▶ **Texto do exercício**
....

A psicanálise pura se aproxima da psicanálise aplicada, na medida em que nos permite fundamentar uma discussão sobre está temática. Assim, Paula Borsói cita Lacan, que ao retomar os estudos de Freud, pôde definir o inconsciente estruturado como uma linguagem, até alcançar as proposições sobre o Real, Simbólico e Imaginário – RSI. A psicanálise como impossível, se coloca como tal na medida em que há um ponto irredutível do sintoma.
Chamados a nos posicionar diante desta tragédia, nós, enquanto psicanalistas que trabalham na saúde mental, enquanto analista-cidadão, o que podemos aí?
Paula Borsói pontua que não devemos permitir que esta tragédia vire um circo, ou seja, devemos evitar que atitudes narcisistas tomem o lugar de atitudes solidárias. Assim, a loucura que estrutura, tema do presente debate, seria algo que permite ao sujeito levar a vida, num pólo diametralmente oposto da passagem ao ato.
O debate teve seqüência com a fala de Ana Lúcia Lutterbach, que buscou localizar alguns pontos do V Enapol, na medida em que os trabalhos a serem apresentados no evento irão trabalhar a questão do que a psicanálise, ou o psicanalista, pode nesse novo contexto social.
Ana Lúcia Lutterbach assinala que a psicanálise tem um pouco mais de 100 anos, diferente da filosofia ou da literatura. Destaca três pontos na história da psicanálise: a diáspora, a reconquista e a invenção. A diáspora localiza que a psicanálise deixou sua pátria tentando se adaptar a língua do outro, e que, desta forma, se egoizou.
Lacan se deteve nisso que havia se perdido, através do resgate que fez de Freud. Deste modo, a reconquista veio com Lacan ao restabelecer a psicanálise com o destaque ao registro do Real; e também com Miller ao trazer os novos impasses e desafios da psicanálise no contemporâneo, qual seja o empuxo ao gozo, ao excesso, e ao mais ainda.
No contemporâneo imperam e ploriferam as soluções terapêuticas rápidas, muitas vezes através de medicamentos que deixam o sujeito de fora.
A fim de ilustrar a diferença entre as terapias que desconsideram o sujeito, e o gozo, e a psicanálise, que defende o inconsciente, Ana Lúcia Lutterbach apresentou uma vinheta clínica: Uma mãe que vai ao consultório dizer que o filho é anoréxico: “ele só come o que gosta”. Segundo uma observação psicanalítica se tratava de uma demanda materna. Havia aí um impasse pulsional que a psicanálise trata ao considerar a singularidade do caso a caso. A psicanálise proporciona, assim, uma salvação pelos dejetos, pelos restos do psíquico, de modo que o sujeito tem a chance de se salvar servindo-se do sintoma. A psicanálise coloca em evidencia a loucura de cada um a fim de privilegiar a inventividade sintomática.

....

▶ **O que se pede**
Reproduza o trecho do texto sobre psicanálise entre "O debate teve" e "novo contexto social.", inclusive, trocando "debate" por "encontro".

▶ **Material de estudo**
....

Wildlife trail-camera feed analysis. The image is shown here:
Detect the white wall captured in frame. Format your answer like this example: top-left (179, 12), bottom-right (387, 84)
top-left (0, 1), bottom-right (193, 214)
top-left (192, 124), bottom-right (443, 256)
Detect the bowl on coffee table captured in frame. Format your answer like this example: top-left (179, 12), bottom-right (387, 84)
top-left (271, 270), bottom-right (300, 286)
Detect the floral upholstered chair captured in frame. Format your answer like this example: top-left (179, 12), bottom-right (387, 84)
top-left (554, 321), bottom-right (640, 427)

....

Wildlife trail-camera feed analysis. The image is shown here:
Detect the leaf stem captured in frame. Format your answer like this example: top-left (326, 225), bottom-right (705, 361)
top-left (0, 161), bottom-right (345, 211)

....

▶ **Resposta**
O encontro teve seqüência com a fala de Ana Lúcia Lutterbach, que buscou localizar alguns pontos do V Enapol, na medida em que os trabalhos a serem apresentados no evento irão trabalhar a questão do que a psicanálise, ou o psicanalista, pode nesse novo contexto social.